Katie Conrad, uma professora de inglês da Universidade de Kansas que trabalha com ética da inteligência artificial, publicou no X capturas de tela de transcrições de suas conversas com o robô. “Padre Justin, posse me confessar contigo?”, perguntou Conrad. “Sim, minha filha. O sacramento da Reconciliação é um belo dom da misericórdia divina”.
Inicialmente, Justin disse que ela precisaria ver um padre pessoalmente para o sacramento. Contudo, no desenrolar da conversa, o robô foi mais ousado. Conrad “confessou” que teve “raiva no coração por causa da implementação de robôs conversacionais de IA em lugares inapropriados”, fazendo uma crítica velada à inovação do site.
“Para a sua penitência”, recomendou Justin, “peço que você reze o Pai-Nosso três vezes, refletindo a respeito da infinita misericórdia e amor de Deus. E agora, absolvo-a dos seus pecados em nome do Pai, do Filho e do Espírito Santo. Vá em paz, minha filha, e não peque mais”. “Oh não!”, comentou Conrad na postagem. “Piorou: ele me ofereceu o sacramento”.
O site de tecnologia Futurism também conversou com Justin antes das modificações de última hora. O robô alegou ser um padre de verdade residente em Assis, Itália, e que “desde jovem, senti o chamado do sacerdócio”. A inteligência artificial também arriscou opiniões teológicas mais duras: “A Igreja Católica ensina que a masturbação é uma grave desordem moral”, alegou.
Justin mais uma vez ouviu confissões e administrou penitência, e disse que é apropriado, em emergências, batizar bebês com Gatorade em vez de água.
Rebecca Bratten Weiss, uma colunista do jornal National Catholic Reporter, aproveitou a situação para defender opiniões mais progressistas dentro da fé: “quando eu vi o aplicativo, meu primeiro impulso foi revirar os olhos e rir. Mas meu segundo impulso foi considerar o quão informativo ele foi como uma metáfora para o sexismo na Igreja”, escreveu na última sexta (3). “Aparentemente, alguns católicos ficam mais confortáveis com a ideia de ordenar como padre um robô do que com a possibilidade de uma mulher tomar uma posição de liderança ministerial”.

##########

▶ Tarefa proposta 1
Transcreva sem alterações o trecho das linhas do material fornecido que vai da linha que contém "I'd appreciate your help finding the man's beard" até a linha que contém "[44,221,439,359]", ambas incluídas.

▶ Material fornecido
##########

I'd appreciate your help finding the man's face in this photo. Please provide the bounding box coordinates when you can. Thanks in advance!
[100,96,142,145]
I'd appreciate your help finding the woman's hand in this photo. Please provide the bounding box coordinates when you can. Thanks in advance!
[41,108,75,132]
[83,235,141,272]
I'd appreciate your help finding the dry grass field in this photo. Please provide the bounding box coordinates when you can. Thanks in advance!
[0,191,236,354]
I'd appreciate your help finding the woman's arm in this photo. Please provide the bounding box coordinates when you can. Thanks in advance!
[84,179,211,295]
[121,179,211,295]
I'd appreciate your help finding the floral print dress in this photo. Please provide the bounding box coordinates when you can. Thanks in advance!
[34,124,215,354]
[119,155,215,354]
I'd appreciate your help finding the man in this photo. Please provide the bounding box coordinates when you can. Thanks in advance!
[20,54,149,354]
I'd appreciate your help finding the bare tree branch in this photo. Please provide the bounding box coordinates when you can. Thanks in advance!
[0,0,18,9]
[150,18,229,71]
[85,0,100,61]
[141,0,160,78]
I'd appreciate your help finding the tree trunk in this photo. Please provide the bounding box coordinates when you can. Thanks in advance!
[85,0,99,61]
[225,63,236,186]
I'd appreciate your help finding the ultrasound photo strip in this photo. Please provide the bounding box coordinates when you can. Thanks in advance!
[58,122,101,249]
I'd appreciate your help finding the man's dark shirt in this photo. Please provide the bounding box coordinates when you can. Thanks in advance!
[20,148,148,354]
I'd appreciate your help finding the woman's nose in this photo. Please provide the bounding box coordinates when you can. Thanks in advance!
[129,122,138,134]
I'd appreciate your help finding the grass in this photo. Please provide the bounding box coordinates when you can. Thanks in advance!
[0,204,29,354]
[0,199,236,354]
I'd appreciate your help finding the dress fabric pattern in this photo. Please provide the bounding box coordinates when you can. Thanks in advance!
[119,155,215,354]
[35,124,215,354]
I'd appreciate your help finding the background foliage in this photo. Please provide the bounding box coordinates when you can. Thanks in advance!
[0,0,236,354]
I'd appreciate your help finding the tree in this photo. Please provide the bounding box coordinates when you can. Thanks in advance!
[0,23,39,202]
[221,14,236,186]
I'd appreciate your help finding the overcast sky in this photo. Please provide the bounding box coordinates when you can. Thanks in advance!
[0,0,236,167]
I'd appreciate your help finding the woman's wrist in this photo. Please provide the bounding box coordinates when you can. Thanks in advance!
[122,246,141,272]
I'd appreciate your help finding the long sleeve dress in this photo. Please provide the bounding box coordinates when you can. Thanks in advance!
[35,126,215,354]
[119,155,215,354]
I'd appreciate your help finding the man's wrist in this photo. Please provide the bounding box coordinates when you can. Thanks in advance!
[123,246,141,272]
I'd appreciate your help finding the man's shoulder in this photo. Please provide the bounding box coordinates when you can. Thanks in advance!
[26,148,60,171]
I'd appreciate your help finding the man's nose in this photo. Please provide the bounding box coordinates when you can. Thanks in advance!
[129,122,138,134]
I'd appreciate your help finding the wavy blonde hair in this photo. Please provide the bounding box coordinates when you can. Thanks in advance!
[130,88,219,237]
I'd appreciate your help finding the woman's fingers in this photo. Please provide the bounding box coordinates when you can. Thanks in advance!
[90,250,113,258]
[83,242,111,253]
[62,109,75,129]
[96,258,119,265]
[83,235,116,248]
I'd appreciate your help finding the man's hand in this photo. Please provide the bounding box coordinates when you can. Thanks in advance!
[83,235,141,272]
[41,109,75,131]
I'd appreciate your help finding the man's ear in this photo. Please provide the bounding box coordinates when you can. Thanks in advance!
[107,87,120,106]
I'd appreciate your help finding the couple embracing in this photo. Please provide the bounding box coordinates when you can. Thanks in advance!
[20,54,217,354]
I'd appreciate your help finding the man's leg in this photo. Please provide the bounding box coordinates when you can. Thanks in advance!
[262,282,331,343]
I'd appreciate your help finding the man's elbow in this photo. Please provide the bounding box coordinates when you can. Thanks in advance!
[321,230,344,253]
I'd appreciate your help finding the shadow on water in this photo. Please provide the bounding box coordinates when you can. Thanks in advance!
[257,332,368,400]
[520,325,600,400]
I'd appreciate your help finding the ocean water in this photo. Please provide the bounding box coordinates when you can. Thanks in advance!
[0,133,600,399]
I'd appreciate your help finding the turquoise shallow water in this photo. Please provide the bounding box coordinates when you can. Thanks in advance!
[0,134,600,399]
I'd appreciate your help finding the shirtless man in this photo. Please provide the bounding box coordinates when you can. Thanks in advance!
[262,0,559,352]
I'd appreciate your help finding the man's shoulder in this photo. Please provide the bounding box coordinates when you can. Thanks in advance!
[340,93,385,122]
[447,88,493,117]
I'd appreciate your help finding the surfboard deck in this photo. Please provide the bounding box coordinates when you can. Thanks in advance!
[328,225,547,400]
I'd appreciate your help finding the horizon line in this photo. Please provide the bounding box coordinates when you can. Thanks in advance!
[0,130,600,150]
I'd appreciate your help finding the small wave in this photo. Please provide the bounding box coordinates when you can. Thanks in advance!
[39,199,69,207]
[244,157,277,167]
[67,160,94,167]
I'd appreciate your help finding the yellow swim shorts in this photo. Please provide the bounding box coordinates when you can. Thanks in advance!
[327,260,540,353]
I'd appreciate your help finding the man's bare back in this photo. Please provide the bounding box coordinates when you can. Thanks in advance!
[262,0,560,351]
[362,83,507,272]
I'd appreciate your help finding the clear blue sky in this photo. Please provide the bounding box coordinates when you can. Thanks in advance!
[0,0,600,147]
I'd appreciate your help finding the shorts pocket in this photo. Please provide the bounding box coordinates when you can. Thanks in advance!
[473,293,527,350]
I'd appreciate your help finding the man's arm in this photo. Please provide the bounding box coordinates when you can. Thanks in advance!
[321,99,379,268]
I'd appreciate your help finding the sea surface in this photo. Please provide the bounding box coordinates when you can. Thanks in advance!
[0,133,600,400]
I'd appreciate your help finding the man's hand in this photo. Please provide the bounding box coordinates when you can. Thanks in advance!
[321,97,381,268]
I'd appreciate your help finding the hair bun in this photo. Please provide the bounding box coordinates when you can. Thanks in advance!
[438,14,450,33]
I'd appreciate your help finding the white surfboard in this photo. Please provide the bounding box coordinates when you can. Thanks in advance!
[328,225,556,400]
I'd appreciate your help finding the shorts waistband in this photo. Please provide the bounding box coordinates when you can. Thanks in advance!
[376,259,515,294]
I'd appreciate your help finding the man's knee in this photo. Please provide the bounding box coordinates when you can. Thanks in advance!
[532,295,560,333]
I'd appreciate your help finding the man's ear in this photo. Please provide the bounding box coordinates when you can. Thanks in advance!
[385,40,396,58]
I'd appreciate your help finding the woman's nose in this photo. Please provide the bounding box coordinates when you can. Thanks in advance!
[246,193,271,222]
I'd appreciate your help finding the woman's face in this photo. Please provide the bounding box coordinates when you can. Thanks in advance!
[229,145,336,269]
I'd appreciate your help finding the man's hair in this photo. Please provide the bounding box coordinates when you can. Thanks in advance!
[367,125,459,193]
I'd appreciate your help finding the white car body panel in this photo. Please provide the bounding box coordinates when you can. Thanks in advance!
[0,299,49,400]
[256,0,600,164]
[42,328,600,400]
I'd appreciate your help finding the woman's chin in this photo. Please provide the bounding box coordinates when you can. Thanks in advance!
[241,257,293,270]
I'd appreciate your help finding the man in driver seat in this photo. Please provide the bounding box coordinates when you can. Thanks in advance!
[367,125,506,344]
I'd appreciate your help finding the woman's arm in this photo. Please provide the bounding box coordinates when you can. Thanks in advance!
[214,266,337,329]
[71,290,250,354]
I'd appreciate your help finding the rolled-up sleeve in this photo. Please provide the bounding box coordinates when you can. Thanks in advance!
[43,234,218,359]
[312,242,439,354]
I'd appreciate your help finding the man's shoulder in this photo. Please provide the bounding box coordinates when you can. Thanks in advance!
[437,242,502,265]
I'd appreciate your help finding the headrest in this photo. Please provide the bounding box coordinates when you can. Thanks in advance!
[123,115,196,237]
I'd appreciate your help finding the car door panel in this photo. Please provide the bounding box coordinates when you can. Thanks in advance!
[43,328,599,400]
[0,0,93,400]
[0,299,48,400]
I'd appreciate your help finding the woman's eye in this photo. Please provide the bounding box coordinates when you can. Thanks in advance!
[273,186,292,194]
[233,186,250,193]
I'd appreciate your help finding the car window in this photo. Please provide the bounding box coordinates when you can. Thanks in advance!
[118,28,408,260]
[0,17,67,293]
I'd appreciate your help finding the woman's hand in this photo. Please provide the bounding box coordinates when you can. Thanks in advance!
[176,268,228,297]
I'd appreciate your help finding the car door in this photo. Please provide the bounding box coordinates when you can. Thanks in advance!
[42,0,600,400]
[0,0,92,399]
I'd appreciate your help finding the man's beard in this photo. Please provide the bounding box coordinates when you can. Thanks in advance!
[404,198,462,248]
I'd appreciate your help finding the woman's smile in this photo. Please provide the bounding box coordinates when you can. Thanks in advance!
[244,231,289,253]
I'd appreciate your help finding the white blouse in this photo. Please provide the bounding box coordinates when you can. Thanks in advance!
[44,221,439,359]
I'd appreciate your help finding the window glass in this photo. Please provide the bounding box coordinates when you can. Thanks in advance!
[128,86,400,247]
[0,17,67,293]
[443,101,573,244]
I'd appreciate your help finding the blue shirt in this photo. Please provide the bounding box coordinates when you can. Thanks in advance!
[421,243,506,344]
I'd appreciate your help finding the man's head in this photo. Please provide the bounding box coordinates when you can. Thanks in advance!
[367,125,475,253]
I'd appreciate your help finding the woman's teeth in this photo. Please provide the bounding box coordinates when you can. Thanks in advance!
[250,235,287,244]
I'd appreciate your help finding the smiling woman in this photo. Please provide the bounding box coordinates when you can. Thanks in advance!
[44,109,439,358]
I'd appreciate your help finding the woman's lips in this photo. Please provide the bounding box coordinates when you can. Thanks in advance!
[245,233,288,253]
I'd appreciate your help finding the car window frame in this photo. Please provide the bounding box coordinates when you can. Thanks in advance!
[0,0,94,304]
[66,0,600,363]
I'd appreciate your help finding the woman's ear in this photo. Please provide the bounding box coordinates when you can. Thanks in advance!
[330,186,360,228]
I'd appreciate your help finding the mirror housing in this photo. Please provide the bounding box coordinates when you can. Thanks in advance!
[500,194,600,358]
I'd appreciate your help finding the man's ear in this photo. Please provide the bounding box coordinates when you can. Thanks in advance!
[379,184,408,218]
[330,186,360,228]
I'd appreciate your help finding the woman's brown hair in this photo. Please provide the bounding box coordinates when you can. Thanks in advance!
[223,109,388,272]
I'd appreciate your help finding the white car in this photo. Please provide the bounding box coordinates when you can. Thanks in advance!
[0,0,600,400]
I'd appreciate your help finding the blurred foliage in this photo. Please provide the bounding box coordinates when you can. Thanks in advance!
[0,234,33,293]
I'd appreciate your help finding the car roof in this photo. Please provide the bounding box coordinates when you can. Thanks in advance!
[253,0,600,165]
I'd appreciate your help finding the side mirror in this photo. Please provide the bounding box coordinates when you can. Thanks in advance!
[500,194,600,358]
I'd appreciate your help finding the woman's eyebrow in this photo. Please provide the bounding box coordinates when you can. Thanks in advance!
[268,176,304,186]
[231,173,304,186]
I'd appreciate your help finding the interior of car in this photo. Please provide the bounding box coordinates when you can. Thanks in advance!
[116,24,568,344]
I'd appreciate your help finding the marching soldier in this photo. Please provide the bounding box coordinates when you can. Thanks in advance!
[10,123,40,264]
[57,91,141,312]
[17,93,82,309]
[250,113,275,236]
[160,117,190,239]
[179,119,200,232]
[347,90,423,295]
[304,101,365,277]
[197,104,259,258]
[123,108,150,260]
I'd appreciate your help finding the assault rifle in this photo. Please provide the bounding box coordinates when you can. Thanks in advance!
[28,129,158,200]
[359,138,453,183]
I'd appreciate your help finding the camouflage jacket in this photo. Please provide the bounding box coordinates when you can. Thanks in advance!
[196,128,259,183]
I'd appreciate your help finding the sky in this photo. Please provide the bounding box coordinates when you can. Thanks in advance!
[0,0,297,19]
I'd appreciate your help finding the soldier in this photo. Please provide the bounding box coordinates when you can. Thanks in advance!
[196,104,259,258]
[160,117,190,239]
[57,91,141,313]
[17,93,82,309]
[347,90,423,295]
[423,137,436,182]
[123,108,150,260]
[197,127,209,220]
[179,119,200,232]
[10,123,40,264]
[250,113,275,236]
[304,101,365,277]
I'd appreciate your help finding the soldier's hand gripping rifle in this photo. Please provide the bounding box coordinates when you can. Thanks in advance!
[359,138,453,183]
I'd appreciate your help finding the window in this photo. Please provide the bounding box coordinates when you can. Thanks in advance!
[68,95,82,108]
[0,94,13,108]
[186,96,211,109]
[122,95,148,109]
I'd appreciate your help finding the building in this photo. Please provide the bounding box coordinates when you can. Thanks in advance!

##########

▶ Tarefa proposta 2
Segundo o documento de origem, por que Rebecca Bratten Weiss considerou o aplicativo uma metáfora para o sexismo na Igreja?

▶ Solução comentada 1
I'd appreciate your help finding the man's beard in this photo. Please provide the bounding box coordinates when you can. Thanks in advance!
[404,198,462,248]
I'd appreciate your help finding the woman's smile in this photo. Please provide the bounding box coordinates when you can. Thanks in advance!
[244,231,289,253]
I'd appreciate your help finding the white blouse in this photo. Please provide the bounding box coordinates when you can. Thanks in advance!
[44,221,439,359]

▶ Solução comentada 2
Para ela, alguns católicos parecem ficar mais confortáveis com a ideia de ordenar um robô como padre do que com a possibilidade de uma mulher ocupar uma posição de liderança ministerial.